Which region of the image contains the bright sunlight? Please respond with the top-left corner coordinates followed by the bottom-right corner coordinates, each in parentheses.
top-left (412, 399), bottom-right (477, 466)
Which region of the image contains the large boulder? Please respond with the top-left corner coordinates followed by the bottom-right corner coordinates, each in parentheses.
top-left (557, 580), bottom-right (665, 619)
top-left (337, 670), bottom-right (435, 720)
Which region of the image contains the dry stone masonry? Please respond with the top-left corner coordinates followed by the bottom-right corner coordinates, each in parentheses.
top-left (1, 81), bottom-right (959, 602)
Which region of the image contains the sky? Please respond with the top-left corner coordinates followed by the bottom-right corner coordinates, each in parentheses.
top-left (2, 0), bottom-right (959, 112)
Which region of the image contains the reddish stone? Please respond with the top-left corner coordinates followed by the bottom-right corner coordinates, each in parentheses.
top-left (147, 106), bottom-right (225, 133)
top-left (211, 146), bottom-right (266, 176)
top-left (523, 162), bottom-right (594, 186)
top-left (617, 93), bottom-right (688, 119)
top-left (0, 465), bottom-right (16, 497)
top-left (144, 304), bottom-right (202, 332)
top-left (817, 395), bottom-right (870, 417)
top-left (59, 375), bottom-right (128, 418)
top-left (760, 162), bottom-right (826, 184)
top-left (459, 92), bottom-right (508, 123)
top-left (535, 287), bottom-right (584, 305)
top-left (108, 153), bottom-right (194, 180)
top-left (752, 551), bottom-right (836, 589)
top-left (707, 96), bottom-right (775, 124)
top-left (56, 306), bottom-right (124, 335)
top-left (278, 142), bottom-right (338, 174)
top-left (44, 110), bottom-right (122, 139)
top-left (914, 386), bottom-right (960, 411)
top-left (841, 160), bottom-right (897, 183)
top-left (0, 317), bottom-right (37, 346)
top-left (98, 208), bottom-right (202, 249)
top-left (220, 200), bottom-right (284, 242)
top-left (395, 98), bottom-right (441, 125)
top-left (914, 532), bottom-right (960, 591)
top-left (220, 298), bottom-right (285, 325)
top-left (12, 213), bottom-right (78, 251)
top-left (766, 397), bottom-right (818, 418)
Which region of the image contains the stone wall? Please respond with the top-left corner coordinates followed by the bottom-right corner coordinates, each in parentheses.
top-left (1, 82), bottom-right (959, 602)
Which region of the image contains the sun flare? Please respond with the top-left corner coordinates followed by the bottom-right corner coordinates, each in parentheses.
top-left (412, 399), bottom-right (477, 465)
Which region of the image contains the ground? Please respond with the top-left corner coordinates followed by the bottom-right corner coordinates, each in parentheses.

********

§ **WORK INSTRUCTIONS**
From the line that contains "Which region of the image contains the sky?" to the last line of the data, write out each line exactly and add nothing.

§ **YOUR RESPONSE**
Which region of the image contains the sky? Please respond with the top-left corner coordinates followed by the bottom-right corner coordinates, each in parentheses.
top-left (2, 0), bottom-right (959, 112)
Which region of the image contains the reddish stone? Please respond with the top-left corner coordinates followed by the bottom-right corner coordinates, each in parentheses.
top-left (147, 106), bottom-right (225, 133)
top-left (211, 146), bottom-right (266, 176)
top-left (523, 162), bottom-right (594, 186)
top-left (617, 93), bottom-right (688, 119)
top-left (0, 465), bottom-right (16, 497)
top-left (144, 304), bottom-right (202, 332)
top-left (817, 395), bottom-right (870, 417)
top-left (59, 375), bottom-right (128, 418)
top-left (760, 162), bottom-right (826, 184)
top-left (459, 92), bottom-right (508, 123)
top-left (535, 287), bottom-right (584, 305)
top-left (108, 153), bottom-right (194, 180)
top-left (752, 551), bottom-right (836, 589)
top-left (707, 96), bottom-right (775, 124)
top-left (56, 306), bottom-right (124, 335)
top-left (278, 142), bottom-right (338, 174)
top-left (44, 110), bottom-right (122, 139)
top-left (914, 386), bottom-right (960, 411)
top-left (841, 160), bottom-right (897, 183)
top-left (0, 317), bottom-right (37, 346)
top-left (98, 208), bottom-right (202, 249)
top-left (220, 200), bottom-right (284, 242)
top-left (395, 98), bottom-right (441, 125)
top-left (914, 532), bottom-right (960, 591)
top-left (220, 298), bottom-right (285, 325)
top-left (12, 213), bottom-right (78, 251)
top-left (766, 397), bottom-right (818, 418)
Which region of the image contains the stone wall? Please respond with the top-left corner coordinates followed by the bottom-right corner coordinates, each in parentheses.
top-left (1, 82), bottom-right (959, 602)
Which region of the image contains the sun flare? Please respond with the top-left corner coordinates followed by the bottom-right corner coordinates, each in parentheses.
top-left (412, 399), bottom-right (477, 465)
Which region of the image contains the ground? Please respond with the top-left corner coordinates followed by the bottom-right corner coordinates, each in parentheses.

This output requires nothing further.